═══ Texto para revisar ═══
Palmeras y té de menta
Este es uno de esos viajes que marcan un antes y un después. En 1980, tras dos años aprendiendo árabe, el escritor -autor de Obabakoak, cuya versión cinematográfica, Obaba, está actualmente en los cines- puso a prueba sus conocimientos y se fue, solo, a Marruecos.
¿En qué sentido le cambió?
Por primera vez llegué a otro mundo, en el sentido literal. Nunca había estado en un lugar pobre, y el ver a la gente metiendo sus hogazas en bidones de sopa... me di cuenta de que estaba atado a una forma de vida burguesa. Ese viaje me ayudó a no temer el futuro y a la vuelta dejé mi empleo en una oficina, que no me gustaba.
¿Primera parada?
Fez. Me dormí en el bus y en cinco minutos pasé de las imágenes que traía de Gibraltar a sumergirme en la ciudad vieja a través de un camino por el que subían y bajaban burros montados por gente con turbante.
═══ Datos proporcionados ═══
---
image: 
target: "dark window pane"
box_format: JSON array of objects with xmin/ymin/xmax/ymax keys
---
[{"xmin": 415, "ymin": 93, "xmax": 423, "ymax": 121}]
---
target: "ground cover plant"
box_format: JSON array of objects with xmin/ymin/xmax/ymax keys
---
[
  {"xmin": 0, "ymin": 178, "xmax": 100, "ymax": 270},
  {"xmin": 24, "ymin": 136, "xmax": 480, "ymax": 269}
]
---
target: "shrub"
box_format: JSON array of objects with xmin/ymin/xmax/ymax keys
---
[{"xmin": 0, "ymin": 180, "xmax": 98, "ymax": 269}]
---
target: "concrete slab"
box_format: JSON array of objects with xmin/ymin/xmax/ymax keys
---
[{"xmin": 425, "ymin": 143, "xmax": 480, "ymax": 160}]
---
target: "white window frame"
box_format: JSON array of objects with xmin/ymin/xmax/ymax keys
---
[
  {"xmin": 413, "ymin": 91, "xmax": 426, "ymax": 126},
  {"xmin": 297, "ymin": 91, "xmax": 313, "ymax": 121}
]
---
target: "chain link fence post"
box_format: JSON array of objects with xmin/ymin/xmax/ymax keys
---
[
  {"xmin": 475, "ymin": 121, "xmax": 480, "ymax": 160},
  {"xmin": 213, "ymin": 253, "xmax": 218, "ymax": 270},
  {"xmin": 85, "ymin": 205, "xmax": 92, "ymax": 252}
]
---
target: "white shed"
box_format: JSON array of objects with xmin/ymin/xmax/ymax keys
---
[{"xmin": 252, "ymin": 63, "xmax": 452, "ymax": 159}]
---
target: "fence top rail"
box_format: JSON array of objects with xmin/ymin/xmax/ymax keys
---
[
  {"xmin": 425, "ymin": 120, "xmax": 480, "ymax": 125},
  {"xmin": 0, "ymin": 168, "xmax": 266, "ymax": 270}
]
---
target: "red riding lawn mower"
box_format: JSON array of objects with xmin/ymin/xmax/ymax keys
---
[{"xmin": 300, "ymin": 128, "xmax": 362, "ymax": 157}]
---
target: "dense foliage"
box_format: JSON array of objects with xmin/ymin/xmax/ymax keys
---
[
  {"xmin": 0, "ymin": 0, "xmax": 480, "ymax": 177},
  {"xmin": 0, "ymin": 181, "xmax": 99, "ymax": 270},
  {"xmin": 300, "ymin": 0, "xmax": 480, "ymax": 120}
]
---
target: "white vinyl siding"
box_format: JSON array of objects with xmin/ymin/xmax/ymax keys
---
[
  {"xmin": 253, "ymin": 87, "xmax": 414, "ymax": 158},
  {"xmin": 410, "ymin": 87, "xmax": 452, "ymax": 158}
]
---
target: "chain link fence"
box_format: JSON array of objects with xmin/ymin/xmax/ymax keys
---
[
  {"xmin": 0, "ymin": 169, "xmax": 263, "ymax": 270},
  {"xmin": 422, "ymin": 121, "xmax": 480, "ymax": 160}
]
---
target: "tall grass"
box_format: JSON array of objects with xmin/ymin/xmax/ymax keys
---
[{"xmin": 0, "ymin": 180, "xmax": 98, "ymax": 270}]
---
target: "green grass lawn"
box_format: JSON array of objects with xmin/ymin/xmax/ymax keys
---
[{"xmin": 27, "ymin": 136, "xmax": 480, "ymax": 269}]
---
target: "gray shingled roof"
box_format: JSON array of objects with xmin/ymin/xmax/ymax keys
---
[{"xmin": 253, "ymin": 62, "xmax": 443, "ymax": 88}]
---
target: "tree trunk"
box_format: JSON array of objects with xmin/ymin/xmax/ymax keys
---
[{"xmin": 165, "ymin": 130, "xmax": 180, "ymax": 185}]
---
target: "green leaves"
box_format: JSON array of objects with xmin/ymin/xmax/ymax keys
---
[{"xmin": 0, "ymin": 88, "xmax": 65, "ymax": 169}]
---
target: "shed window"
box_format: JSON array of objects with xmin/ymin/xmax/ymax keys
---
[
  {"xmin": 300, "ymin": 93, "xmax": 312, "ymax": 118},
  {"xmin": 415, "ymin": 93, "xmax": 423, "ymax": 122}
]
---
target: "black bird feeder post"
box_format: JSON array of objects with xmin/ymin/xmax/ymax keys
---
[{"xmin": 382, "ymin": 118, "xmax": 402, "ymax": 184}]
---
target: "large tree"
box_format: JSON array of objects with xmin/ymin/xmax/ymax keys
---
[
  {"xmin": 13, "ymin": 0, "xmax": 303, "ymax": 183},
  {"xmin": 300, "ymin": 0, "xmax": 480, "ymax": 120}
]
═══
Tarea 1 »
Según el texto sobre el viaje a Marruecos, ¿en qué año hizo el escritor ese viaje?
Tarea 2 »
Por favor, continúa el texto sobre el viaje a Marruecos a partir de su última oración.
Las filas son un material independiente del texto.

Respuesta 1 »
En 1980.

Respuesta 2 »
Y se puso a dar vueltas...
Me perdí en la medina. Tenía la sensación de estar en un lugar entre bello y siniestro. Hasta que apareció un niño. "¿Quiere que le enseñe la medina?", dijo en perfecto francés. Fue mi guía durante cinco días.
Elija un lugar.
La terraza del Café París de Marraquech al atardecer, viendo las palmeras del desierto. Algo fuera de serie.
Su árabe, ¿era tan bueno como pensaba?
Llegué pensando que me podía defender, pero cada vez que pedía una cosa me traían otra. Siempre que pedía un té con menta me traían un plátano.